Процитируйте все записи ниже слово в слово, ничего не меняя.

*Данные для обработки:*
**********
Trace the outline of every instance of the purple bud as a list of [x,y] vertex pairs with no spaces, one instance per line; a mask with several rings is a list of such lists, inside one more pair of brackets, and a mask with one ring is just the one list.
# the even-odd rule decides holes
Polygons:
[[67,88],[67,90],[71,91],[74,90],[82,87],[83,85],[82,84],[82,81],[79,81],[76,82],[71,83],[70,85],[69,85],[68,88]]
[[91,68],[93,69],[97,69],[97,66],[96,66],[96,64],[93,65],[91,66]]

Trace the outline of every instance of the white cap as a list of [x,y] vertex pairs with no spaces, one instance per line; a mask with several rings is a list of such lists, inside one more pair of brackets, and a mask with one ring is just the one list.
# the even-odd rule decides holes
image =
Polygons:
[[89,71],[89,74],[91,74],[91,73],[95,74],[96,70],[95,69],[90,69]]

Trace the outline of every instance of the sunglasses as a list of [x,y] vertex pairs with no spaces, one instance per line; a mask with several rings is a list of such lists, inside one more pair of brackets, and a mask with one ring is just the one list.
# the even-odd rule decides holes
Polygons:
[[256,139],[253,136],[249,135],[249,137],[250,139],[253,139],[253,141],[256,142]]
**********
*Ответ к заданию:*
Trace the outline of every instance of the purple bud as a list of [x,y] vertex pairs with no spaces, one instance per line; a mask with several rings is a list of such lists, inside one more pair of brackets, and a mask with one ring is just the one list.
# the even-odd rule decides holes
Polygons:
[[67,88],[67,90],[71,91],[74,90],[82,87],[83,85],[82,84],[82,81],[79,81],[76,82],[71,83],[70,85],[69,85],[68,88]]
[[91,68],[93,69],[97,69],[97,66],[96,66],[96,64],[93,65],[91,66]]

Trace the outline of every instance of the white cap as a list of [x,y] vertex pairs with no spaces, one instance per line; a mask with several rings is a list of such lists, inside one more pair of brackets, and a mask with one ring is just the one list.
# the even-odd rule decides holes
image =
Polygons:
[[89,71],[89,74],[91,74],[91,73],[95,74],[96,70],[95,69],[90,69]]

Trace the outline of every instance of the sunglasses as a list of [x,y] vertex pairs with no spaces, one instance per line; a mask with several rings is a list of such lists, inside one more pair of brackets, and a mask with one ring is just the one list.
# the even-odd rule decides holes
Polygons:
[[256,139],[253,136],[249,135],[249,137],[250,139],[253,139],[253,141],[256,142]]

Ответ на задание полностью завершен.